**** Page

Christophe Cisowski est Responsable Insights Consommateurs chez LÉA Nature, une fonction récemment créée au sein de l’entreprise. Il nous en dévoile sa genèse et son rôle.
Responsable Insights Consommateurs chez LÉA Nature
EHD : Pouvez-vous vous présenter et nous parler de votre parcours ?
Je suis actuellement Responsable Insights Consommateurs pour la partie alimentaire chez LÉA Nature – ce qui inclut les produits diététiques et les produits de santé. C’est un poste que j’occupe à temps plein depuis octobre 2020.
De formation scientifique, j’ai toujours eu le goût du ‘pourquoi’ tout au long de mon parcours professionnel, et je suis passionné par l’alimentation sous tous ses aspects depuis toujours.
Arrivé chez LÉA Nature en 2010 en tant que chef de produits, j’ai depuis 2015 centralisé toutes les études et panels sur l’alimentaire. Cela m’a occupé de plus en plus, au point qu’il a été décidé de créer cette fonction qui répondait à une volonté de l’entreprise et qui correspondait à mes savoir-faire et aspirations.
EHD : Qu’est-ce qui a amené une entreprise comme LÉA Nature à créer – officiellement – une fonction de Responsable Insights Consommateurs ?
CC : LÉA Nature a été créée en 1993 par Charles Kloboukoff, et est toujours une entreprise familiale indépendante. Proposant au départ des produits de santé, en 1995 il a créé avec sa femme la marque Jardin BiO. Le développement de l’entreprise s’est toujours basé sur une orientation « produit » et « commerce », en travaillant le point de vente avec une équipe et une force de vente, et en leur proposant une offre qui anticipait les besoins des consommateurs. Très vite, comme c’était très important pour notre PDG de maîtriser la fabrication de nos produits, nous avons développé en parallèle une culture industrielle, et porté à 14 nos sites de fabrication bio en France.

********
**** Données

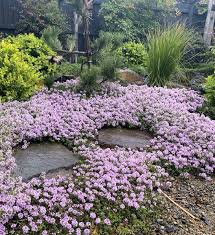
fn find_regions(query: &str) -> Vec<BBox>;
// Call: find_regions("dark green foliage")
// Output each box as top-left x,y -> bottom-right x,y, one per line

********

Consigne:
Pouvez-vous citer mot pour mot le passage de l'entretien allant de « Je suis actuellement » à « depuis octobre 2020. » ?

Résultat:
Je suis actuellement Responsable Insights Consommateurs pour la partie alimentaire chez LÉA Nature – ce qui inclut les produits diététiques et les produits de santé. C’est un poste que j’occupe à temps plein depuis octobre 2020.